> TASK TO COMPLETE: The full data, repeated exactly, is the only answer needed.

Records excerpted from a collection:
◆ ◆ ◆

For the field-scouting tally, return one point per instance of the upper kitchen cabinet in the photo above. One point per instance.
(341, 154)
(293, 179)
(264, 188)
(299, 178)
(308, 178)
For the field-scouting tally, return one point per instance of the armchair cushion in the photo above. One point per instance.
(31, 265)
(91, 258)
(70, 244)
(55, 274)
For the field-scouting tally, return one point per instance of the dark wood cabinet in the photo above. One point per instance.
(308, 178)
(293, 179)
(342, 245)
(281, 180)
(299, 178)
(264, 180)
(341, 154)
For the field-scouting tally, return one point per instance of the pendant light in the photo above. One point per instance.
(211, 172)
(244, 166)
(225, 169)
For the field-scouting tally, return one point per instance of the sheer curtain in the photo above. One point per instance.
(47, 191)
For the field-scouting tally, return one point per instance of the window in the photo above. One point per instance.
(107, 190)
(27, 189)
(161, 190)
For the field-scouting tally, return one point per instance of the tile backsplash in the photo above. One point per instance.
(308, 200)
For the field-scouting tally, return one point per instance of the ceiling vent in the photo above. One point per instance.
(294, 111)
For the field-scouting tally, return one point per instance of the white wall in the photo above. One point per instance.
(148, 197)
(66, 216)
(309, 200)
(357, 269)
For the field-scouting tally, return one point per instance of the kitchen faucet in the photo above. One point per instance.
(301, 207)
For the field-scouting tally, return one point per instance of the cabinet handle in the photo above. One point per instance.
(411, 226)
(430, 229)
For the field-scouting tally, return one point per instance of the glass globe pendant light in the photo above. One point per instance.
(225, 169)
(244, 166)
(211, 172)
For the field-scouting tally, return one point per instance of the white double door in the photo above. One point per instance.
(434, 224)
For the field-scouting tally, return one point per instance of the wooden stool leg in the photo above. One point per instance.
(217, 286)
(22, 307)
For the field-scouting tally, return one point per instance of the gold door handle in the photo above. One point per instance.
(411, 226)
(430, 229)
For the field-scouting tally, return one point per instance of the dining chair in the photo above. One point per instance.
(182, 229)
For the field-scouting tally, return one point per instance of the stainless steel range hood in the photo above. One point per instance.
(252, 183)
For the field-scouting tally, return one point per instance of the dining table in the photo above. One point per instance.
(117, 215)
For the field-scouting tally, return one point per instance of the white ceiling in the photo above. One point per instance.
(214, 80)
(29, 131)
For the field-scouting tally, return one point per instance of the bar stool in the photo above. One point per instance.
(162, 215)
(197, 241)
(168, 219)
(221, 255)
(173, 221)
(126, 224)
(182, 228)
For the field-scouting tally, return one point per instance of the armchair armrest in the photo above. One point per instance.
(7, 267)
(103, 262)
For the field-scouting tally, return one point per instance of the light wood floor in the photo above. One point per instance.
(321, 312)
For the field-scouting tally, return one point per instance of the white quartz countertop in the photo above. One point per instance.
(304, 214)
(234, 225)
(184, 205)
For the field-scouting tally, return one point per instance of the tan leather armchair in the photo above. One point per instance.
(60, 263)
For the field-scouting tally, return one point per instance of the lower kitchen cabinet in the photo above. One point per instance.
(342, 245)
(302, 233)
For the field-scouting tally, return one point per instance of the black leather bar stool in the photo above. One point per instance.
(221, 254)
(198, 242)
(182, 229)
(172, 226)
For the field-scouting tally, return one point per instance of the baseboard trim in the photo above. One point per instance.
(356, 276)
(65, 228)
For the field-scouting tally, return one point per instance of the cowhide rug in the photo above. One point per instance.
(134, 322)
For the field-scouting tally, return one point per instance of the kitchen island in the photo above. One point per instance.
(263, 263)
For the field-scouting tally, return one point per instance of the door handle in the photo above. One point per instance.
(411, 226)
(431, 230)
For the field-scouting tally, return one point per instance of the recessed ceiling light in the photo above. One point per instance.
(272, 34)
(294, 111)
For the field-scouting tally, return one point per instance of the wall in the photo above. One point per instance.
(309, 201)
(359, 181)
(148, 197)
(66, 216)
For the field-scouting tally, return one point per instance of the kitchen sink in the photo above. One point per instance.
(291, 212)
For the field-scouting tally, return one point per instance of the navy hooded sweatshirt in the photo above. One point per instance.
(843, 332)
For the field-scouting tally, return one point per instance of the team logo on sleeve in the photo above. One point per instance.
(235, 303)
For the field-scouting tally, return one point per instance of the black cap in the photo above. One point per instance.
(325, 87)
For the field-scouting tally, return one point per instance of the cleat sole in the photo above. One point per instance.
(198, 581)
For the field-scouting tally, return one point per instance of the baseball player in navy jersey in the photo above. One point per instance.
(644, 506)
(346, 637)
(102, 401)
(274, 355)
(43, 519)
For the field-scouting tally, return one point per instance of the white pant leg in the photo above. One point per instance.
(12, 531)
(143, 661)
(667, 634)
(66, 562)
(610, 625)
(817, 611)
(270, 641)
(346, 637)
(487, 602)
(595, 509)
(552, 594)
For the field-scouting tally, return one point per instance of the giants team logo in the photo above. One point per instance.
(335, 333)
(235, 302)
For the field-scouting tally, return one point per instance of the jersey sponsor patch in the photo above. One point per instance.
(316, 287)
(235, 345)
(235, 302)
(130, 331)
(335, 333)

◆ ◆ ◆

> REPLY:
For the field-scouting tally, return one point per instance of the upper kitchen cabinet in the photo above. One point per instance.
(341, 154)
(293, 179)
(264, 188)
(299, 178)
(308, 178)
For the field-scouting tally, return one point per instance of the armchair cushion in the photo above. One point per instance.
(31, 265)
(91, 258)
(70, 244)
(55, 274)
For the field-scouting tally, return one point per instance of the dark wood cabinet in the photo above. One point per instance.
(308, 178)
(293, 179)
(342, 245)
(281, 180)
(299, 178)
(264, 180)
(341, 154)
For the field-scouting tally, return one point per instance of the pendant light in the photo above. One point per instance.
(211, 172)
(244, 166)
(225, 169)
For the field-scouting tally, return one point per instance of the sheer curtain in the photo above. One point per instance.
(47, 191)
For the field-scouting tally, return one point per instance of the window in the photo above. One point per instance.
(107, 190)
(27, 189)
(161, 190)
For the field-scouting tally, return one point per instance of the tile backsplash in the photo above. One point per instance.
(308, 200)
For the field-scouting tally, return one point per instance of the ceiling vent in the photo above. One point per instance.
(294, 111)
For the field-scouting tally, return one point per instance of the white wall in the photo above. One point per instance.
(148, 197)
(66, 216)
(309, 200)
(357, 269)
For the field-scouting tally, return one point per instance of the kitchen faucet in the photo above. One point per instance.
(301, 207)
For the field-scouting tally, return one point per instance of the cabinet handle in the photo above. One point per instance.
(411, 226)
(430, 229)
For the field-scouting tally, return one point per instance of the glass globe pendant light in the photo above. One point per instance.
(225, 169)
(244, 166)
(211, 172)
For the field-scouting tally, return one point per instance of the white double door in the photo above. One point per instance.
(434, 224)
For the field-scouting tally, return one point per instance of the wooden stool leg in the photo above. One point per instance.
(217, 286)
(22, 307)
For the field-scouting tally, return one point per instance of the gold door handle in the photo above. One point per instance.
(411, 226)
(430, 229)
For the field-scouting tally, return one point per instance of the dining chair in the photo above. One point per instance.
(182, 229)
For the field-scouting tally, return one point per instance of the stainless steel range hood in the photo above. One point per instance.
(252, 183)
For the field-scouting tally, return one point per instance of the dining table in the photo above. One point per instance.
(117, 215)
For the field-scouting tally, return one point per instance of the white ceiling in the photo above. One point per instance.
(214, 80)
(29, 131)
For the field-scouting tally, return one point per instance of the bar stool in the photo above. One point per instance.
(162, 215)
(197, 241)
(168, 219)
(221, 255)
(173, 221)
(126, 224)
(182, 228)
For the field-scouting tally, return one point per instance of the armchair armrest in the photo above. One point per instance.
(7, 267)
(103, 262)
For the field-scouting tally, return one point per instance of the light wood floor in the photo above. One point per instance.
(321, 312)
For the field-scouting tally, return one point per instance of the white quartz countertop in the photo above. One point per instance.
(304, 214)
(234, 225)
(184, 205)
For the field-scouting tally, return one point per instance of the tan leather armchair in the photo above. One point per instance.
(60, 263)
For the field-scouting tally, return one point per instance of the lower kitchen cabinet in the photo above. One point per instance.
(342, 245)
(302, 233)
For the field-scouting tally, return one point per instance of the black leather bar stool in the photo above. One point per instance.
(221, 254)
(198, 242)
(182, 229)
(172, 226)
For the field-scouting tally, return one point per instance of the baseboard trim in the photo above. One point per instance.
(356, 276)
(65, 228)
For the field-scouting tally, return one point per instance of the cowhide rug in the photo above. One point per instance.
(134, 322)
For the field-scouting tally, return one point per instance of the kitchen island in the photo above. One point per instance.
(263, 263)
For the field-scouting tally, return one point per instance of the door handle in the photo above. One point per instance.
(411, 226)
(431, 230)
For the field-scouting tally, return one point per instance of the recessed ceiling light in the photo above. One point per instance.
(272, 34)
(294, 111)
For the field-scouting tally, return one point per instance of the wall in the photo above. One point per instance.
(309, 201)
(359, 181)
(148, 197)
(66, 216)
For the field-scouting tally, return one point per instance of the kitchen sink in the photo above. One point per instance.
(291, 212)
For the field-scouting tally, return one point per instance of the navy hooded sweatshirt in the photo above. One point per instance.
(843, 332)
For the field-scouting tally, return one point per instance of the team logo on sleeve in the photo above. One point per instance.
(235, 303)
For the field-scouting tally, return one point per instance of the black cap in the photo above. One point per instance.
(325, 87)
For the field-scouting tally, return one point per instance of the cleat sole in the photo above. One point per instance.
(198, 581)
For the field-scouting tally, return one point per instance of the baseball player in navy jersey in the photo above. One point per instance.
(644, 506)
(346, 637)
(102, 401)
(274, 355)
(43, 519)
For the field-scouting tally, return one point per instance of the white pant leg in the photo above. One point per instance.
(12, 531)
(143, 661)
(667, 634)
(66, 562)
(610, 625)
(817, 611)
(270, 641)
(346, 637)
(487, 602)
(595, 509)
(552, 594)
For the field-scouting tally, return one point per instance of the giants team logo in the photo above. One point per instance.
(335, 333)
(235, 302)
For the field-scouting tally, return one point per instance of the jersey sponsor patch in the photo above. One point per instance.
(316, 287)
(235, 345)
(235, 302)
(130, 331)
(335, 333)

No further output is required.